• SET OF TASKS
A: In the essay on Anne Sexton's "The Starry Night," why did the writer decide to research Sexton for the next phase of the project?
B: Continue the essay on Anne Sexton's "The Starry Night" from its last sentence.

• PAGE TEXT
+-------+

Anne Sexton’s “The Starry Night”
That does not keep me from having a terrible need of - shall I say the word - religion. Then I go out at night to paint the stars.
- Vincent Van Gogh in a letter to his brother
The town does not exist
except where one black-haired tree slips
up like a drowned woman into the hot sky.
The town is silent. The night boils with eleven stars.
Oh starry night! This is how
I want to die.
It moves. They are all alive.
Even the moon bulges in its orange irons
to push children, like a god, from its eye.
The old unseen serpent swallows up the stars.
Oh starry starry night! This is how
I want to die:
into that rushing beast of the night,
sucked up by that great dragon, to split
from my life with no flag,
no belly,
no cry.
Anne Sexton
It is impossible for me to write about how I feel. I realized this around the fourth grade when feelings I couldn't control keep rising in my head, reminding me that I am nothing but a shell of skin that cannot do anything. I cannot even control my own thoughts. Back then, I'd futilely try to write what I felt but only ended up with a blizzard of paper balls next to my desk and the husk of a spiral notebook. Nothing could articulate the storm going on inside of my head. Then, in the 10th grade, when a substitute told the class to find a poem and write about it, I stumbled upon this poem.
I learned about Vincent van Gogh in the fourth grade, amidst my hailstorm of feelings, and became enamored with his craziness. From his lilies to his nights to his severed ear and thirst for deadly yellow paint, I wanted to know everything about him. That was what intrigued me about this poem. But as I read more of Sexton's work, I realized she wasn't talking about the painting, she was talking about him and his feelings. Their feelings that they shared. So, for the next phase of the project, I researched her.

+-------+

• GIVEN INFORMATION
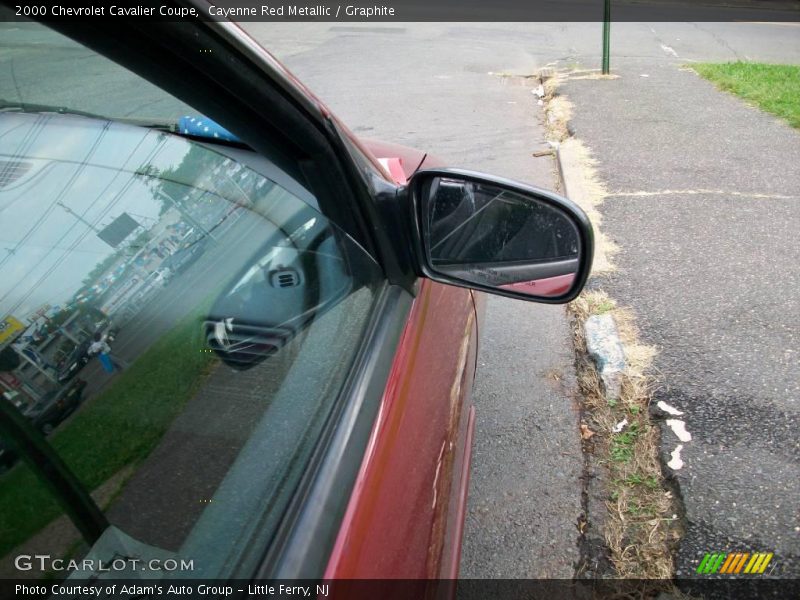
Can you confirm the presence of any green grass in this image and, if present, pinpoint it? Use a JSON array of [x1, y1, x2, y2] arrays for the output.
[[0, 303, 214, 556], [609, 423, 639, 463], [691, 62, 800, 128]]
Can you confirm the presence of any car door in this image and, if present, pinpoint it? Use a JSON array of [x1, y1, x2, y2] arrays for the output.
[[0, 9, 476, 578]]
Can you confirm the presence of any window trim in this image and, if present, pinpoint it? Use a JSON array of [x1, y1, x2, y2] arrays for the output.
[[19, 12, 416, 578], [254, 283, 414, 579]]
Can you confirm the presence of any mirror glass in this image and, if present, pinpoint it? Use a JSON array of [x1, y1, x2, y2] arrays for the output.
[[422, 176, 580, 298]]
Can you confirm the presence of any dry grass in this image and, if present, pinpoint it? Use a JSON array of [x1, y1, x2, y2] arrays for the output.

+-------+

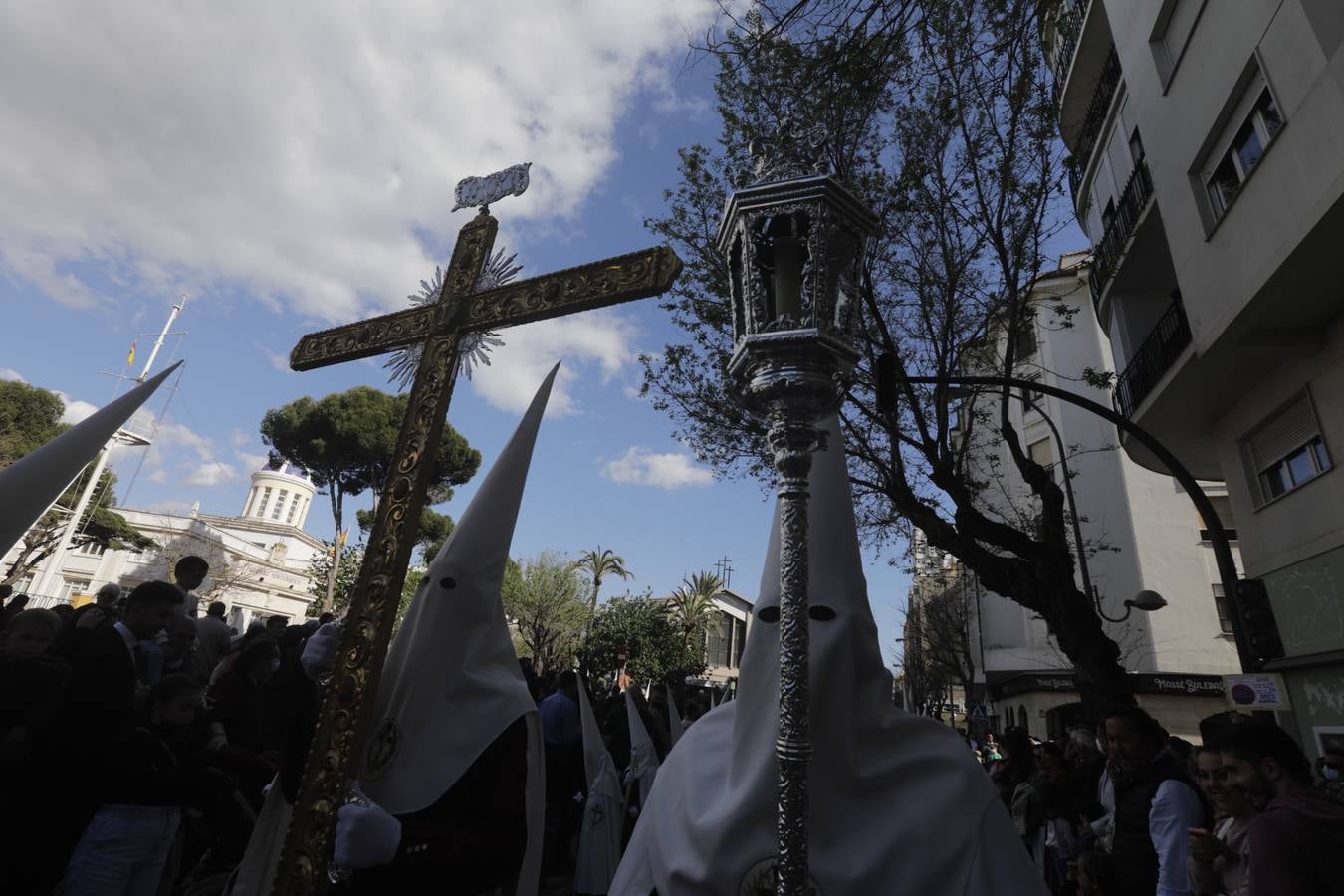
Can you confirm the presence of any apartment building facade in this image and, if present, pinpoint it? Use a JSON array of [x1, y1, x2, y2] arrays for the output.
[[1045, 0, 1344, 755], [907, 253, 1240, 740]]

+-------+

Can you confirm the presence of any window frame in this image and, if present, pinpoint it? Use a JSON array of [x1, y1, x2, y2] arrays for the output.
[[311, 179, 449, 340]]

+-------+

• RESPONSE LIST
A: After reading more of Sexton's work, the writer realized the poem was not about the painting but about Van Gogh himself and his feelings, which he and Sexton shared. That realization led the writer to research her.

B:
I share a lot in common with these two. For one, I too experience their crazy. Anne Sexton and Vincent van Gogh were both diagnosed with bipolar disorder, the main suspect in the case of what's making me feel so weird. As I delved deeper, they became more like me. They tapped into their art forms to escape the reality of what happened in their heads. They both attempted (and later succumbed to) suicide and they both felt alone for long periods of their life. Which is what led me to both. I got a B on my project, but I am a long way from finishing. I want to become an author like Anne Sexton. I want to have my pieces sell for millions like van Gogh. But most importantly, I want to live the happy life that neither of them seemed able to grasp.
This poem is more to me than just a poem. I am going to figure out how to articulate things that I feel, even if I have to use every notebook I can find to do so. This poem showed me that sometimes you have to use other people's feelings to articulate your own, something I am trying to master now.